> [Document text]:
I'd like to replace both of them together but I can't find the part. I posted a picture of the two, I believe you called "Thermal Breakers" . The one I broke is the top left that goes right to the positive on the battery. Do you have any idea where I can get replacements.

Help very appreciated.

Lew


----------



## Gaffer222

Lew said:


> Andy-
> I posted this question on another thread but you may be better to ask. I was having a low power situation (12.1 volts) at my battery terminals and though it could be caused by corrosion. I traced the positive battery lead to what I thought was just a terminal block. When I tried to unscrew the wire I broke the post. They were very rusty. By the way, I tested with a DVM right at the breaker and had 13.3 volts so I assume the connection is poor.
> 
> I'd like to replace both of them together but I can't find the part. I posted a picture of the two, I believe you called "Thermal Breakers" . The one I broke is the top left that goes right to the positive on the battery. Do you have any idea where I can get replacements.
> 
> Help very appreciated.
> 
> Lew


You should be able to buy them at an RV dealer, or may be able to get them at a auto parts store or Marine dealer. If not, here is a link online.

circuit breakers


----------



## CamperAndy

Lew said:


> Andy-
> I posted this question on another thread but you may be better to ask. I was having a low power situation (12.1 volts) at my battery terminals and though it could be caused by corrosion. I traced the positive battery lead to what I thought was just a terminal block. When I tried to unscrew the wire I broke the post. They were very rusty. By the way, I tested with a DVM right at the breaker and had 13.3 volts so I assume the connection is poor.
> 
> I'd like to replace both of them together but I can't find the part. I posted a picture of the two, I believe you called "Thermal Breakers" . The one I broke is the top left that goes right to the positive on the battery. Do you have any idea where I can get replacements.
> 
> Help very appreciated.
> 
> Lew


One is 50 amp and the other is 30 amp. The one that goes to the slide is the 30 amp. NAPA typically has them and they should be cheaper than at the RV store.


----------

> [Provided records]:
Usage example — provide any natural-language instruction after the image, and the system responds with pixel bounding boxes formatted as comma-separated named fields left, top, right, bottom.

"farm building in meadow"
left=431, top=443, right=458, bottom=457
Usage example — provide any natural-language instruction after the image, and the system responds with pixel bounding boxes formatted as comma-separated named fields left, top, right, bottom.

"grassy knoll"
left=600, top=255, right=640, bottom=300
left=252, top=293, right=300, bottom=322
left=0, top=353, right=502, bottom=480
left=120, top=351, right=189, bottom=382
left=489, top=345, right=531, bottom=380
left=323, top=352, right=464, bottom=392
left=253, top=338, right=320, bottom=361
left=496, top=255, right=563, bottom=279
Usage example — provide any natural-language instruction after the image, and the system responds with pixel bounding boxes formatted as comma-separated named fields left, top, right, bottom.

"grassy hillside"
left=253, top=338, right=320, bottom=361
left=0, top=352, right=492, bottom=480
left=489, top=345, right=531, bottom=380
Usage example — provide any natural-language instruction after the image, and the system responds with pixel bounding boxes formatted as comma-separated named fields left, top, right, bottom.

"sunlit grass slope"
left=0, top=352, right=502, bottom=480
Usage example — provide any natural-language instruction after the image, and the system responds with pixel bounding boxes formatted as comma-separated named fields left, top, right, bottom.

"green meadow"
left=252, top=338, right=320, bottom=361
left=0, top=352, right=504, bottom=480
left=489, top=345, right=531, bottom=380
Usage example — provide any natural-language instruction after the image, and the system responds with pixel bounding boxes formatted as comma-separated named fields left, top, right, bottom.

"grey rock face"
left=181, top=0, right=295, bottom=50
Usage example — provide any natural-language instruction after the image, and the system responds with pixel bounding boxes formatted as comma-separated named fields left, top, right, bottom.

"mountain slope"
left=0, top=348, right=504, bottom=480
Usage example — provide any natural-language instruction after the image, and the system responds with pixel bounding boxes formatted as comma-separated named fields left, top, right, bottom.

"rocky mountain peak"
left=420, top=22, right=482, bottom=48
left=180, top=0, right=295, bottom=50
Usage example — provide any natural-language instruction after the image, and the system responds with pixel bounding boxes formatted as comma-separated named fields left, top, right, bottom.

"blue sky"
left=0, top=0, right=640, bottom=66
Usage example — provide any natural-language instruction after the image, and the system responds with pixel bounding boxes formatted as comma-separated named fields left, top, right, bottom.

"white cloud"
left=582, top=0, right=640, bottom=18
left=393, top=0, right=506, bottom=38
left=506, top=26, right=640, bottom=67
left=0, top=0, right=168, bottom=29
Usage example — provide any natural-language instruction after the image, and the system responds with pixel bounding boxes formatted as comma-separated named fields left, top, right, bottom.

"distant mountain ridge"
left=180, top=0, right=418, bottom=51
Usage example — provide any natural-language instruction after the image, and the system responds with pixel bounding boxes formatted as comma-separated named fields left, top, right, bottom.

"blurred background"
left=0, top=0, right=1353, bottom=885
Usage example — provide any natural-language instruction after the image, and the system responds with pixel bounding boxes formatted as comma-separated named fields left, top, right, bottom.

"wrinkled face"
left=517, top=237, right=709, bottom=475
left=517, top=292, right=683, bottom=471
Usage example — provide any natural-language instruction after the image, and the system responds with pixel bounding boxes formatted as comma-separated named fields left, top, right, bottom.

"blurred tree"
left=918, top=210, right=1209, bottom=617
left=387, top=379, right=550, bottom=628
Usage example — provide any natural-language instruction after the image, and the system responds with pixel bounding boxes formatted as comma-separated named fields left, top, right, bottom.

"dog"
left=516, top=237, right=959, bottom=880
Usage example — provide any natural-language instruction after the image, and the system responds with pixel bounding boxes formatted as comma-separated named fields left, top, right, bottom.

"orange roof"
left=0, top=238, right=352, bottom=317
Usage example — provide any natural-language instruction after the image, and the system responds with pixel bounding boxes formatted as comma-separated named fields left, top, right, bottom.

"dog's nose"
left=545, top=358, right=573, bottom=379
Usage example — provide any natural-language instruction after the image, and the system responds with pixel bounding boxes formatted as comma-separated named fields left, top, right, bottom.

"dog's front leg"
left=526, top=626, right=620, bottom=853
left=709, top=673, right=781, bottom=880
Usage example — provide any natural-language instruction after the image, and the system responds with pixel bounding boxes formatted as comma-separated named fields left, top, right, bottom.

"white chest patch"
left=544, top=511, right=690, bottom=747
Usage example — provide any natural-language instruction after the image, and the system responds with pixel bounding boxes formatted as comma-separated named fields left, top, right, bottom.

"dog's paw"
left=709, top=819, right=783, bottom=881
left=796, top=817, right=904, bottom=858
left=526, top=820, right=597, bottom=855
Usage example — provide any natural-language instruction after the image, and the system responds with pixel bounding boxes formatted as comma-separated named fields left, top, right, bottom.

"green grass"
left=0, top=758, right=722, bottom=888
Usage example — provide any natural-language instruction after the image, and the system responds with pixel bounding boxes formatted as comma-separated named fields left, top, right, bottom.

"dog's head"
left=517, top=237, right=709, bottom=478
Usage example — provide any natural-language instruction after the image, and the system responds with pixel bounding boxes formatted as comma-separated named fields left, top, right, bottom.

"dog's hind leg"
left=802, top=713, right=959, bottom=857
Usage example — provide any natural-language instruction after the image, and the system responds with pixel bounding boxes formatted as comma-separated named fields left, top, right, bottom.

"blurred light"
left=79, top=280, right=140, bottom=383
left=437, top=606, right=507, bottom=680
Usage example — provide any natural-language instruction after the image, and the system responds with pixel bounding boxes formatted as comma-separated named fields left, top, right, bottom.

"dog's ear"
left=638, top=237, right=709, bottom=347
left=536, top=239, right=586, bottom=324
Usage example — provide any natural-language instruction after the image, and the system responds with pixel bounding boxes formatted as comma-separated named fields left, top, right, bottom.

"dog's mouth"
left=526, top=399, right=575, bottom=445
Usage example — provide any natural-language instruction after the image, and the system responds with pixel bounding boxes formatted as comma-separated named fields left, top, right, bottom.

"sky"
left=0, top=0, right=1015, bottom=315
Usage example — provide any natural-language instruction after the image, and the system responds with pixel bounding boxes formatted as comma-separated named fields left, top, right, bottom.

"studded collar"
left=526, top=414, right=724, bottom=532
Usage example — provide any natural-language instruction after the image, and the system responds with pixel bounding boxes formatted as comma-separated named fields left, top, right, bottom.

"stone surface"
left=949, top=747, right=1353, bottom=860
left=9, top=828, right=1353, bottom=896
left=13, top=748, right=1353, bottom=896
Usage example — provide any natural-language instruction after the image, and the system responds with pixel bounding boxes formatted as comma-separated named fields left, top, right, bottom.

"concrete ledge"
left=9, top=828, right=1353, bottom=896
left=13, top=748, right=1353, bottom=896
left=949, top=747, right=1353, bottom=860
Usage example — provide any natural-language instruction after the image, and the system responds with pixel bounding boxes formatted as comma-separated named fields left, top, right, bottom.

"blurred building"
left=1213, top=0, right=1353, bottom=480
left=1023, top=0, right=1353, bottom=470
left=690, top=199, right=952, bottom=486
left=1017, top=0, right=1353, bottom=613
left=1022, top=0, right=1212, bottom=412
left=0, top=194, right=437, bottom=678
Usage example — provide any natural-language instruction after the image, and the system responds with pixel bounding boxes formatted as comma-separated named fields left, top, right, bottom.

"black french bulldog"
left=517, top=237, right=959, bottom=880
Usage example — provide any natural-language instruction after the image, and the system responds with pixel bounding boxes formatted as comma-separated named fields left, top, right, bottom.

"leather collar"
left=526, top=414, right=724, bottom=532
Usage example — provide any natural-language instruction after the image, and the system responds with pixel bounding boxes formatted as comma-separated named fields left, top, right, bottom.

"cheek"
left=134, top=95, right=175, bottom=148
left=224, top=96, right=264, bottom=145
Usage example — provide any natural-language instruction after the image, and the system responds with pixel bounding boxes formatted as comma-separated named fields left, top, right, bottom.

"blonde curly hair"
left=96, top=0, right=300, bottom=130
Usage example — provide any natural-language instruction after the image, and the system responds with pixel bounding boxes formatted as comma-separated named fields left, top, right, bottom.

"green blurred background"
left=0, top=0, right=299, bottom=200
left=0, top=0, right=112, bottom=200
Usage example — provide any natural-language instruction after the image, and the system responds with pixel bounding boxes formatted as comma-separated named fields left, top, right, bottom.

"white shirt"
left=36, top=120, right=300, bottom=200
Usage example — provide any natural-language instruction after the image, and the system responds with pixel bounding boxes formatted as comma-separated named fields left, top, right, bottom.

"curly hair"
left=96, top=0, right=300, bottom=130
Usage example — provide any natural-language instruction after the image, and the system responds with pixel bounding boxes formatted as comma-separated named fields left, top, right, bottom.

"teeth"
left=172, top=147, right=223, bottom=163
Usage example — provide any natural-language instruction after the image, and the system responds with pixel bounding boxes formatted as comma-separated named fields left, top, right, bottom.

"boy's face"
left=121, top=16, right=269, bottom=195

> [Tasks to carry out]:
1 - Write out everything in the forum thread about the breakers from "One is 50 amp" down to "the RV store.", copied word for word.
2 - Count the lines in the records that contain the word "meadow", and give only the number.

> [Solutions to the tasks]:
1 -
One is 50 amp and the other is 30 amp. The one that goes to the slide is the 30 amp. NAPA typically has them and they should be cheaper than at the RV store.

2 - 2